• _The task_: Which lines in the items below contain the string "brown"? Return every such line in full, and count a match only when the case agrees.

• _Records of labeled boxes_:
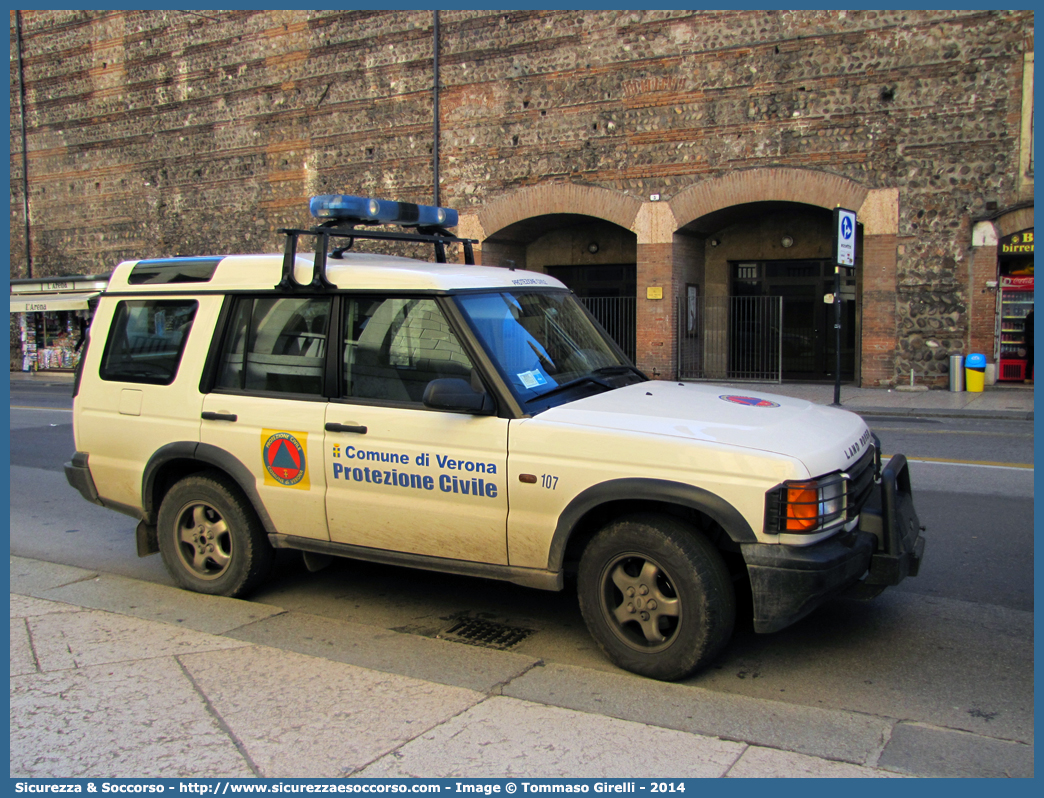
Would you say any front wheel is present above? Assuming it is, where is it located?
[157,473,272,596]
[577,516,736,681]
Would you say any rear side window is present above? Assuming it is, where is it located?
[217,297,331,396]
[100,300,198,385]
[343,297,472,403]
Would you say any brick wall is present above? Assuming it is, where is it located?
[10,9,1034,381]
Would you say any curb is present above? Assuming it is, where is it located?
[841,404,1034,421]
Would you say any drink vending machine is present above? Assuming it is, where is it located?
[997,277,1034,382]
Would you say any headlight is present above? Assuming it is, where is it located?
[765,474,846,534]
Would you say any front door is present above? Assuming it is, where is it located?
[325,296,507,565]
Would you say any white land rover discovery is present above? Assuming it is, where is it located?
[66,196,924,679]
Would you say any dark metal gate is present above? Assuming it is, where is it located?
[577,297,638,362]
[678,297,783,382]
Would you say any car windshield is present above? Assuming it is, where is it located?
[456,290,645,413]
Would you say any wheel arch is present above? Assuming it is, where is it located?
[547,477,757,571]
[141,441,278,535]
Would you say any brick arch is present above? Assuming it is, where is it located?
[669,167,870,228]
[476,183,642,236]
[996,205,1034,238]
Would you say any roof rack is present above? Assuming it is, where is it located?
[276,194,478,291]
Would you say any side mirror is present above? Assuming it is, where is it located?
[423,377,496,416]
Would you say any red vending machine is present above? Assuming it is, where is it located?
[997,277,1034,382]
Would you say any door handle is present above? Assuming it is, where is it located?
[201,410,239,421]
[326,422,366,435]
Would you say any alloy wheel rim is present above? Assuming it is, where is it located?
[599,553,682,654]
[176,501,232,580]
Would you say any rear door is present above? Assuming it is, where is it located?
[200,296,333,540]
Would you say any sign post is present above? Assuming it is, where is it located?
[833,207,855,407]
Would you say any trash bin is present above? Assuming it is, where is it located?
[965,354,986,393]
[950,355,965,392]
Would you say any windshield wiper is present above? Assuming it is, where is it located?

==

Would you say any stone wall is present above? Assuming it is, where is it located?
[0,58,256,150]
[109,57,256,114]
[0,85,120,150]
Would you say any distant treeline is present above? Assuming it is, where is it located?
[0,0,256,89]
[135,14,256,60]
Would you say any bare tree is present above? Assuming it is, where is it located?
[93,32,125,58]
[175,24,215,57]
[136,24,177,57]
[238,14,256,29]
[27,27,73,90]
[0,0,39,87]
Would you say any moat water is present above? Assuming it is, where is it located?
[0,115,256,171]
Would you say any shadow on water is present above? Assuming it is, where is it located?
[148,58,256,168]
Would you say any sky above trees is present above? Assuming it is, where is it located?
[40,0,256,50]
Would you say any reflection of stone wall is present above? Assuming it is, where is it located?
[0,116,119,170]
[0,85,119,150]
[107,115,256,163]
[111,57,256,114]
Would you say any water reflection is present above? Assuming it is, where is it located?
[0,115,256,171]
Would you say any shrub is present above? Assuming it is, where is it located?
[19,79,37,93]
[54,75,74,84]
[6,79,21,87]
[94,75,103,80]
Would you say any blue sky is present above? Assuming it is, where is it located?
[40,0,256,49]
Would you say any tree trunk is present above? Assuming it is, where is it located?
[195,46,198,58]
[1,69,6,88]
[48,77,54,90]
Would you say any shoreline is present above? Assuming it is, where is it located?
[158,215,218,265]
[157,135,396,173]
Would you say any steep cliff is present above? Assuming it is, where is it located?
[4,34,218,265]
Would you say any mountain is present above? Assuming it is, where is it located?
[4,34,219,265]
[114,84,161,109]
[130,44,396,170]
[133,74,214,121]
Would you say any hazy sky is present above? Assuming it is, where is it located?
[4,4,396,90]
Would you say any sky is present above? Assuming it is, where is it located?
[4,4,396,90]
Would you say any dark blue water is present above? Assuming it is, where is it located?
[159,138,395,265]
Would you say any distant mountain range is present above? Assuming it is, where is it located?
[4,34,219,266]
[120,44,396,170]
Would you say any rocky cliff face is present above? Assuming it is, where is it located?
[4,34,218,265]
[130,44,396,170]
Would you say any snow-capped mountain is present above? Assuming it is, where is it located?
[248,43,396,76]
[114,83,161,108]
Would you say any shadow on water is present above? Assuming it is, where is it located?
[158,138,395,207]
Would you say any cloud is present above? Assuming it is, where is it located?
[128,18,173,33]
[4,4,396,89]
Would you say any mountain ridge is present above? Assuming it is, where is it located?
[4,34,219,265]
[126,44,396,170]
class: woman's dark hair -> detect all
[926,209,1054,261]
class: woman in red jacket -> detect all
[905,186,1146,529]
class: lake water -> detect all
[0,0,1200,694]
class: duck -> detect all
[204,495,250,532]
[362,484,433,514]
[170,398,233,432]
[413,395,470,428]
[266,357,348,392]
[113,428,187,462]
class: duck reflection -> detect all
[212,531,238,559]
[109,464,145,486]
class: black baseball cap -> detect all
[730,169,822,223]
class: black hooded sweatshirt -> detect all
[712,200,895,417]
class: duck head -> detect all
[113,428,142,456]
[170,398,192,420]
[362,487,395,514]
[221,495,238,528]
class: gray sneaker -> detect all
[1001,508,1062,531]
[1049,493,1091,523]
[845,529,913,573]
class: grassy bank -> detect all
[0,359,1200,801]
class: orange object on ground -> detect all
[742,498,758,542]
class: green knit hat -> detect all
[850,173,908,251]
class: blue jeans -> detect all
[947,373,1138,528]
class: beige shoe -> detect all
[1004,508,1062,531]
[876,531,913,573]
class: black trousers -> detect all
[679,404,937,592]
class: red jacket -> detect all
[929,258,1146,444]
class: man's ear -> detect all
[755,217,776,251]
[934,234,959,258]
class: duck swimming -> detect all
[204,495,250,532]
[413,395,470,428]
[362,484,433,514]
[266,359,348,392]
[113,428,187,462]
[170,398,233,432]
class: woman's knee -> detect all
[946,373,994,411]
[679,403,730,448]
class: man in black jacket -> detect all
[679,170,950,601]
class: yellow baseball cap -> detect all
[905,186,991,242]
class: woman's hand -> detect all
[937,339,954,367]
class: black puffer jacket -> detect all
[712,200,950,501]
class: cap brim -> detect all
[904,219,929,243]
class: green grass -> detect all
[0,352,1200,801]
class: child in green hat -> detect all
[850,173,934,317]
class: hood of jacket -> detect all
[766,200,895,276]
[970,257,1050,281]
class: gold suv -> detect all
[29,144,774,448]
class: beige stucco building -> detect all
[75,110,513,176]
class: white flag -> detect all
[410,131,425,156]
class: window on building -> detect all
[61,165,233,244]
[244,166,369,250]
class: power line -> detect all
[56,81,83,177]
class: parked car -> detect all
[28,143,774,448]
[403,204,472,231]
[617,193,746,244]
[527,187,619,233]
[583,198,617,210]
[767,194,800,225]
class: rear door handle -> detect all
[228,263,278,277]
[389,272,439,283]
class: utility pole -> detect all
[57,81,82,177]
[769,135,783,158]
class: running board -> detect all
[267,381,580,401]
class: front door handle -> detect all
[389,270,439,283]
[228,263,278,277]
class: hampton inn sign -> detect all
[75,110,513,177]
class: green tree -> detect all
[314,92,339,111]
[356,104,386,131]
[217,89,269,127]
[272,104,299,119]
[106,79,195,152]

* * *

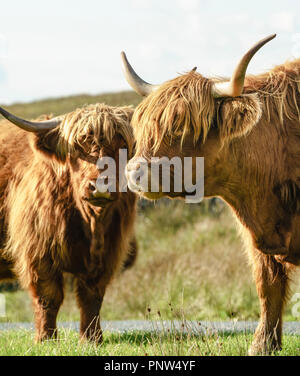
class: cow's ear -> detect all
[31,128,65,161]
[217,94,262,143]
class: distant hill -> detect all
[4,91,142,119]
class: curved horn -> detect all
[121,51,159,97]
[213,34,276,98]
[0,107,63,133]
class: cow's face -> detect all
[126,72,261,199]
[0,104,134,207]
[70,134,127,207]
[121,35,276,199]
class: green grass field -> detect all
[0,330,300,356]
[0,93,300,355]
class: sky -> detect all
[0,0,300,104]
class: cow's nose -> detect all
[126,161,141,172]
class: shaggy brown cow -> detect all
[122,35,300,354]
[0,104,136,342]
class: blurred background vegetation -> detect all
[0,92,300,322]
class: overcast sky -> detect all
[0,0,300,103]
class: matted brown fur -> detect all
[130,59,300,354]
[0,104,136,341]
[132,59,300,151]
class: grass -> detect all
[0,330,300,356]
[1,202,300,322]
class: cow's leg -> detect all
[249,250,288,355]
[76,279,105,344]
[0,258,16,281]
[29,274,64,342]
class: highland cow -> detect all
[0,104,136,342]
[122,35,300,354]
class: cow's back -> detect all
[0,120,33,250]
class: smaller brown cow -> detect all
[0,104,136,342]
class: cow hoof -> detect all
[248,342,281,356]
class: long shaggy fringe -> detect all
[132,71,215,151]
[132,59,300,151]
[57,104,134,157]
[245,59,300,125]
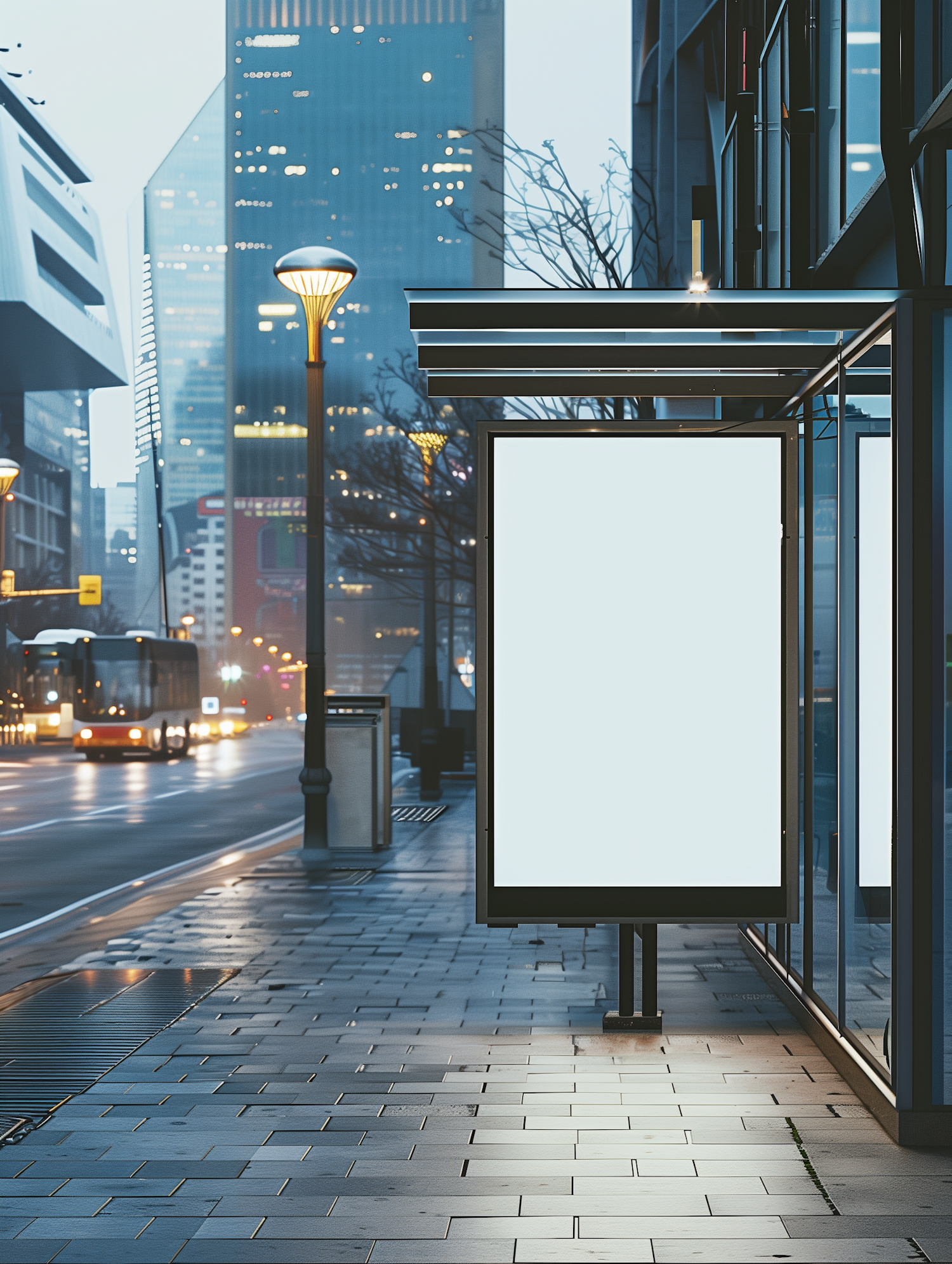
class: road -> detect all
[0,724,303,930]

• _Result_:
class: shaggy brown cow -> detect all
class: matted brown fur -> detect all
class: smaller brown cow -> detect all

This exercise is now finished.